*Texto do documento*
%%

Por outro lado, na doutrina, conforme elucida o Prof. Lênio Luiz Streck, é inegável o reconhecimento de uma crise no âmbito do Poder Judiciário, crise esta que reflete uma fragilização dos valores constitucionais preceituados, em especial às reformas constitucionais pretendidas pelos governos dos presidentes Fernando Collor de Mello e Fernando Henrique Cardoso, à década de 90. Desta fragilização de valores proposta por Streck, “O Direito que imediatamente conhecemos e aplicamos, posto pelo Estado, dele dizemos ser “posto” pelo Estado não apenas porque seus textos são escritos pelo Legislativo, mas também porque suas normas são produzidas pelo Judiciário”.
Assumindo posição contrária a atuação “positiva” do magistrado, Streck argumenta que o ativismo judicial é uma conduta de risco, na qual os juízes se desviam de seu papel tradicional de aplicar a lei de acordo com sua interpretação correta. Enfatiza a importância de seguir princípios e métodos hermenêuticos para garantir a interpretação correta e consistente das normas jurídicas.
Na defesa do ponto de vista de Streck, temos o argumento de que o ativismo judicial pode levar à usurpação do poder legislativo, pois os juízes podem acabar criando leis com suas decisões ou alterar significativamente seu alcance e conteúdo, ou seja, tais prerrogativas podem afetar direta e indiretamente a separação de poderes e, por consequência, a democracia, já que o Poder Legislativo também estaria sendo exercido pelo Poder Judiciário. No entanto, o autor reconhece que uma interpretação estritamente literal da lei pode ser insuficiente para resolver casos complexos e garantir a proteção dos direitos fundamentais, visto que o direito não é um sistema fechado e estático, e sua interpretação deve levar em conta valores e princípios constitucionais, mas igualmente importante, deve-se ter por reconhecido contexto social e histórico.
O ativismo judicial pode ser legítimo e desejável em determinadas circunstâncias, desde que realizado com responsabilidade, transparência e respeito aos limites constitucionais, sendo necessário que juízes fundamentem suas decisões com base em argumentos sólidos e fundamentados com a demonstração de como sua interpretação do caso concreto se comunica com os princípios e valores constitucionais.
Na medida em que o Poder Judiciário se propõe a resolver questões de grande repercussão na sociedade, é inevitável que tais prerrogativas incorram na judicialização da política.
Nesta toada, o Min. Luís Roberto Barroso, em sua obra “Judicialização, Ativismo Judicial e Legitimidade Democrática”, propõe que:
“Judicialização significa que algumas questões de larga repercussão política ou social estão sendo decididas por órgãos do Poder Judiciário, e não pelas instâncias políticas tradicionais: o Congresso Nacional e o Poder Executivo – em cujo âmbito se encontram o Presidente da República, seus ministérios e a administração pública em geral. Como intuitivo, a judicialização envolve uma transferência de poder para juízes e tribunais, com alterações significativas na linguagem, na argumentação e no modo de participação da sociedade. O fenômeno tem causas múltiplas. Algumas delas expressam uma tendência mundial; outras estão diretamente relacionadas ao modelo institucional brasileiro.”

%%

*Dados de entrada*
%%

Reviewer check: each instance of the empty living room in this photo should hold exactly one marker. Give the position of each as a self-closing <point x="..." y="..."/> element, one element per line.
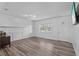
<point x="39" y="29"/>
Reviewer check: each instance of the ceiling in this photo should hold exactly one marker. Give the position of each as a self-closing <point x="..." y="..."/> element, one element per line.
<point x="35" y="10"/>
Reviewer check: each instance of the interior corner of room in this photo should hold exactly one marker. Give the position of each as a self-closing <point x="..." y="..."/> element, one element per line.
<point x="45" y="23"/>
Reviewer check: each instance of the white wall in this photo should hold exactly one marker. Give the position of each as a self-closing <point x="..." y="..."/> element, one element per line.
<point x="17" y="28"/>
<point x="61" y="28"/>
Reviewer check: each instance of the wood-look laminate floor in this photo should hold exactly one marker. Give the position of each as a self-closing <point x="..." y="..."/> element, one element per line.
<point x="35" y="46"/>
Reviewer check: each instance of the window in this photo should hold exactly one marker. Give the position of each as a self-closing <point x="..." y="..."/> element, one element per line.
<point x="45" y="28"/>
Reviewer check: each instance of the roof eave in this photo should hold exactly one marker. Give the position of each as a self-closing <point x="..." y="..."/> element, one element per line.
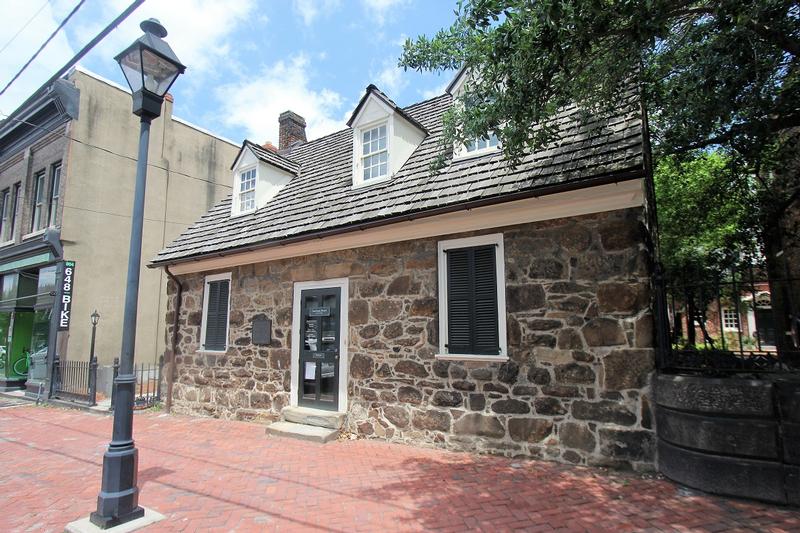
<point x="614" y="177"/>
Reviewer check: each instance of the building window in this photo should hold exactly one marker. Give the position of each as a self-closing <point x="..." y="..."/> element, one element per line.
<point x="247" y="190"/>
<point x="14" y="204"/>
<point x="216" y="302"/>
<point x="38" y="220"/>
<point x="484" y="144"/>
<point x="730" y="320"/>
<point x="5" y="215"/>
<point x="55" y="187"/>
<point x="375" y="155"/>
<point x="472" y="297"/>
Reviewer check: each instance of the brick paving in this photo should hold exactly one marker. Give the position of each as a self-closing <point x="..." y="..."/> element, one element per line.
<point x="214" y="475"/>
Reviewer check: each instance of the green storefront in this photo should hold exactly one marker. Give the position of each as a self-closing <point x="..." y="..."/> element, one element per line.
<point x="27" y="288"/>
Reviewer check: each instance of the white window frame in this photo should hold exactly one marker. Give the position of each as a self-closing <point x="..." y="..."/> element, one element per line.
<point x="54" y="194"/>
<point x="38" y="201"/>
<point x="358" y="160"/>
<point x="5" y="215"/>
<point x="469" y="242"/>
<point x="725" y="320"/>
<point x="206" y="282"/>
<point x="461" y="151"/>
<point x="238" y="188"/>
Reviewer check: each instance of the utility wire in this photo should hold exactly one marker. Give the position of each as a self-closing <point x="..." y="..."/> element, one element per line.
<point x="23" y="27"/>
<point x="106" y="150"/>
<point x="85" y="50"/>
<point x="58" y="29"/>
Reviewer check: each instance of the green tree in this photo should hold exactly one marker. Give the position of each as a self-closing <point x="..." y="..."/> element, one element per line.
<point x="705" y="213"/>
<point x="716" y="75"/>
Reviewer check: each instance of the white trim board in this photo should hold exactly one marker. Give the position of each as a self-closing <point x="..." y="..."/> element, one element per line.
<point x="344" y="328"/>
<point x="572" y="203"/>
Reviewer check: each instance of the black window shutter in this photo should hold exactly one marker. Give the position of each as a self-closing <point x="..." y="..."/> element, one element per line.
<point x="217" y="315"/>
<point x="472" y="326"/>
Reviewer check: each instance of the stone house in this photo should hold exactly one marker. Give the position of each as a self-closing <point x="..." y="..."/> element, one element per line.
<point x="344" y="285"/>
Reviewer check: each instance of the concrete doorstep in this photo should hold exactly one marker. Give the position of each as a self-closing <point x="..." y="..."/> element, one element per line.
<point x="83" y="525"/>
<point x="302" y="431"/>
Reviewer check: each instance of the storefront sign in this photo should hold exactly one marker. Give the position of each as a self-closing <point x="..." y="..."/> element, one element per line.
<point x="66" y="295"/>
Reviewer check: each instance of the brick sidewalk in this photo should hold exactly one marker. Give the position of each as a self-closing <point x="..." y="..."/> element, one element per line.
<point x="206" y="474"/>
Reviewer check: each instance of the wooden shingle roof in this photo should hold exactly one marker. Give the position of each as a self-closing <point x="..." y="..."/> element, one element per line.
<point x="320" y="197"/>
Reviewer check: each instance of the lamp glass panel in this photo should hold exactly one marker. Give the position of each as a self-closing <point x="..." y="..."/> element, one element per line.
<point x="131" y="65"/>
<point x="158" y="73"/>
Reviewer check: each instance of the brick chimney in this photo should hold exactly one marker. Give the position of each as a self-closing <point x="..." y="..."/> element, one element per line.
<point x="292" y="129"/>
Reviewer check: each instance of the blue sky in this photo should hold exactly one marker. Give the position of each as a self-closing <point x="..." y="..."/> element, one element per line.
<point x="248" y="60"/>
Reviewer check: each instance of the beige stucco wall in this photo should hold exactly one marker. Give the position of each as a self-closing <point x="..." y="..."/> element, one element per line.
<point x="188" y="172"/>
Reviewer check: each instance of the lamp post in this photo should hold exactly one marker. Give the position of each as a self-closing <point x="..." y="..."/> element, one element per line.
<point x="95" y="318"/>
<point x="150" y="67"/>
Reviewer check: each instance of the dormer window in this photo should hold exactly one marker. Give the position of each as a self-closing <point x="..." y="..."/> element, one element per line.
<point x="482" y="144"/>
<point x="257" y="176"/>
<point x="384" y="137"/>
<point x="478" y="146"/>
<point x="247" y="190"/>
<point x="375" y="156"/>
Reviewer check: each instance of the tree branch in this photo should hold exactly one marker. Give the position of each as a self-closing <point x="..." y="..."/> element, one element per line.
<point x="770" y="125"/>
<point x="784" y="41"/>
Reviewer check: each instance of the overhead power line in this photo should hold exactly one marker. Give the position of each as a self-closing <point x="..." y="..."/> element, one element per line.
<point x="24" y="26"/>
<point x="106" y="150"/>
<point x="58" y="29"/>
<point x="85" y="50"/>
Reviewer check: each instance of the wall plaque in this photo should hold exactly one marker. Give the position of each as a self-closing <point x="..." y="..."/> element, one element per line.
<point x="262" y="330"/>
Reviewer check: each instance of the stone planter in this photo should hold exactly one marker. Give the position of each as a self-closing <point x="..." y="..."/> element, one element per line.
<point x="730" y="436"/>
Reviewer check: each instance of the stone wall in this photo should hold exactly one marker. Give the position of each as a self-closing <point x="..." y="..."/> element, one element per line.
<point x="576" y="387"/>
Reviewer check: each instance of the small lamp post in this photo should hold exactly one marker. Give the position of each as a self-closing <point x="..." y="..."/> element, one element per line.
<point x="151" y="67"/>
<point x="95" y="318"/>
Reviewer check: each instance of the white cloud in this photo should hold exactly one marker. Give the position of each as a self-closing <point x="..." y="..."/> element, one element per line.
<point x="255" y="102"/>
<point x="435" y="91"/>
<point x="54" y="56"/>
<point x="310" y="9"/>
<point x="200" y="31"/>
<point x="379" y="9"/>
<point x="392" y="79"/>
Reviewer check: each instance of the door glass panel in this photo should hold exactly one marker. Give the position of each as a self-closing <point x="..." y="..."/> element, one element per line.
<point x="319" y="350"/>
<point x="327" y="382"/>
<point x="310" y="381"/>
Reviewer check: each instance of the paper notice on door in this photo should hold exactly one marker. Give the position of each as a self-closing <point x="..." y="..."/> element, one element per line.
<point x="311" y="370"/>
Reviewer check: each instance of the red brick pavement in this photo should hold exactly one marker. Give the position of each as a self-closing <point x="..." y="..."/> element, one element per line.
<point x="213" y="475"/>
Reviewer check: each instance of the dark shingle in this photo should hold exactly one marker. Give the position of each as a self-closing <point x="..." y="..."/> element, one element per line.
<point x="321" y="198"/>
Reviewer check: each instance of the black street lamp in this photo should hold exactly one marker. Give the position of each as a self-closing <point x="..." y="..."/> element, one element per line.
<point x="95" y="318"/>
<point x="151" y="67"/>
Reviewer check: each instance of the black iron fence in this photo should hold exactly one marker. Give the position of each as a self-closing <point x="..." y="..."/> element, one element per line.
<point x="147" y="392"/>
<point x="737" y="321"/>
<point x="75" y="380"/>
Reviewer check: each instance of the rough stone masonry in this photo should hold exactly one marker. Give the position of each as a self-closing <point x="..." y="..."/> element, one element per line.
<point x="576" y="388"/>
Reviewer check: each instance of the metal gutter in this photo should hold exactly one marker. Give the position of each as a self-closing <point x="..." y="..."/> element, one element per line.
<point x="170" y="375"/>
<point x="615" y="177"/>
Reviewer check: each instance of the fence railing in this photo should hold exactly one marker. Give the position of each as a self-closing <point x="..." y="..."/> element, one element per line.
<point x="148" y="384"/>
<point x="739" y="321"/>
<point x="75" y="380"/>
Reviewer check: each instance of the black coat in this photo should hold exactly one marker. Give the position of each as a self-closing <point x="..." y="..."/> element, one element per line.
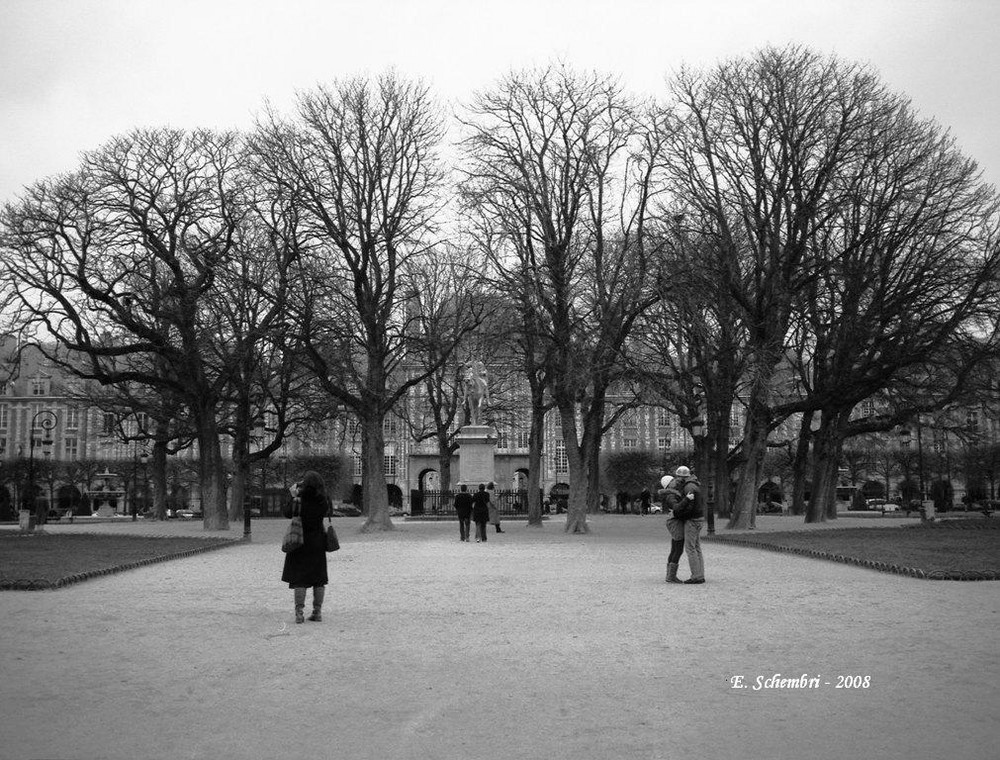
<point x="463" y="504"/>
<point x="481" y="506"/>
<point x="306" y="566"/>
<point x="689" y="509"/>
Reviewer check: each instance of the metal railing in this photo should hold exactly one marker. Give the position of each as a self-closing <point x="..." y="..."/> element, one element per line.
<point x="510" y="502"/>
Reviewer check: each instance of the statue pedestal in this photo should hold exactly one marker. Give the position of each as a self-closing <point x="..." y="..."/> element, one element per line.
<point x="476" y="447"/>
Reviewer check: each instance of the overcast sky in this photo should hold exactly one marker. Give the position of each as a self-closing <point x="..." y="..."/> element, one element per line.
<point x="75" y="72"/>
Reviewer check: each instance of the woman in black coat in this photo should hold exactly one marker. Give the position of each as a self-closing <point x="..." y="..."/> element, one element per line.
<point x="306" y="566"/>
<point x="480" y="512"/>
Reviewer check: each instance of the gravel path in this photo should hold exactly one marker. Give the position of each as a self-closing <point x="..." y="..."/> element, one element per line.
<point x="534" y="645"/>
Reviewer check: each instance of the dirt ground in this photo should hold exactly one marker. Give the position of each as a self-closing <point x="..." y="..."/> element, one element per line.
<point x="536" y="644"/>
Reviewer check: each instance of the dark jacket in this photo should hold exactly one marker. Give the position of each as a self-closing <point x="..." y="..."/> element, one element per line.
<point x="463" y="504"/>
<point x="306" y="566"/>
<point x="670" y="498"/>
<point x="689" y="508"/>
<point x="481" y="506"/>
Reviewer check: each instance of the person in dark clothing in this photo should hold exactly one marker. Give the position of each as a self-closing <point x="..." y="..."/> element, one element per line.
<point x="670" y="499"/>
<point x="463" y="506"/>
<point x="481" y="512"/>
<point x="494" y="508"/>
<point x="305" y="567"/>
<point x="693" y="515"/>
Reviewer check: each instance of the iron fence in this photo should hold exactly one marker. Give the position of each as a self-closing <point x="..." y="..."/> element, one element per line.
<point x="510" y="502"/>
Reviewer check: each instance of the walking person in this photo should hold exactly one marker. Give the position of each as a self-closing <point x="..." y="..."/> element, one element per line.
<point x="693" y="514"/>
<point x="494" y="507"/>
<point x="670" y="499"/>
<point x="463" y="506"/>
<point x="305" y="567"/>
<point x="480" y="512"/>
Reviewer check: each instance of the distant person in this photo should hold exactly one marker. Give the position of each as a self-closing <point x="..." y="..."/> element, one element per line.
<point x="305" y="567"/>
<point x="692" y="513"/>
<point x="670" y="499"/>
<point x="494" y="507"/>
<point x="463" y="506"/>
<point x="480" y="512"/>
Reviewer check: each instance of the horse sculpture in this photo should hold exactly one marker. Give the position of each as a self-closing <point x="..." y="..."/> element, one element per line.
<point x="477" y="391"/>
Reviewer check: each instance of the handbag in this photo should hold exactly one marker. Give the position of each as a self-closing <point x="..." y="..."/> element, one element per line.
<point x="293" y="535"/>
<point x="332" y="543"/>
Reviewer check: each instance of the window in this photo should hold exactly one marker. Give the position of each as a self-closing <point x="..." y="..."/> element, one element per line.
<point x="972" y="420"/>
<point x="38" y="418"/>
<point x="521" y="441"/>
<point x="561" y="460"/>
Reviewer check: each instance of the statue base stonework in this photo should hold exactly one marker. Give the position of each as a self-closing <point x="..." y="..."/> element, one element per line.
<point x="476" y="448"/>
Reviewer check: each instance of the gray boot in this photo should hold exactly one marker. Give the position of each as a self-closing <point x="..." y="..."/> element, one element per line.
<point x="318" y="593"/>
<point x="672" y="573"/>
<point x="300" y="604"/>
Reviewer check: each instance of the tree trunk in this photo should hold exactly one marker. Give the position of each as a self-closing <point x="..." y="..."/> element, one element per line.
<point x="816" y="510"/>
<point x="745" y="502"/>
<point x="535" y="437"/>
<point x="159" y="476"/>
<point x="800" y="466"/>
<point x="576" y="514"/>
<point x="375" y="497"/>
<point x="238" y="491"/>
<point x="445" y="451"/>
<point x="720" y="464"/>
<point x="211" y="474"/>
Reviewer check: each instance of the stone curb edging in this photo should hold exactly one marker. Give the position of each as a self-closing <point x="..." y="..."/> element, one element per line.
<point x="884" y="567"/>
<point x="38" y="584"/>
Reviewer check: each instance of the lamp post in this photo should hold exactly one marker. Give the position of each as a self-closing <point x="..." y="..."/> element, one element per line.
<point x="136" y="459"/>
<point x="699" y="431"/>
<point x="46" y="420"/>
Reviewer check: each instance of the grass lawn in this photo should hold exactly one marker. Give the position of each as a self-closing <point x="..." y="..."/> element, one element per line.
<point x="970" y="551"/>
<point x="45" y="560"/>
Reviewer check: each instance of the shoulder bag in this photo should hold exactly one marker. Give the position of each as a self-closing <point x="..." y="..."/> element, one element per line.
<point x="293" y="535"/>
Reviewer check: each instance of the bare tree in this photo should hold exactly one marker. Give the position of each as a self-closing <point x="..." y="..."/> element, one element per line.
<point x="358" y="163"/>
<point x="114" y="263"/>
<point x="562" y="170"/>
<point x="449" y="301"/>
<point x="771" y="148"/>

%%

*Instruções*
(1) Reproduza fielmente o trecho do texto sobre ativismo judicial que começa em "Na medida em" e segue até "judicialização da política.".
(2) Conte quantas linhas dos dados de entrada contêm a sequência "railing" e responda apenas com o número.

*Respostas*
(1)
Na medida em que o Poder Judiciário se propõe a resolver questões de grande repercussão na sociedade, é inevitável que tais prerrogativas incorram na judicialização da política.

(2) 2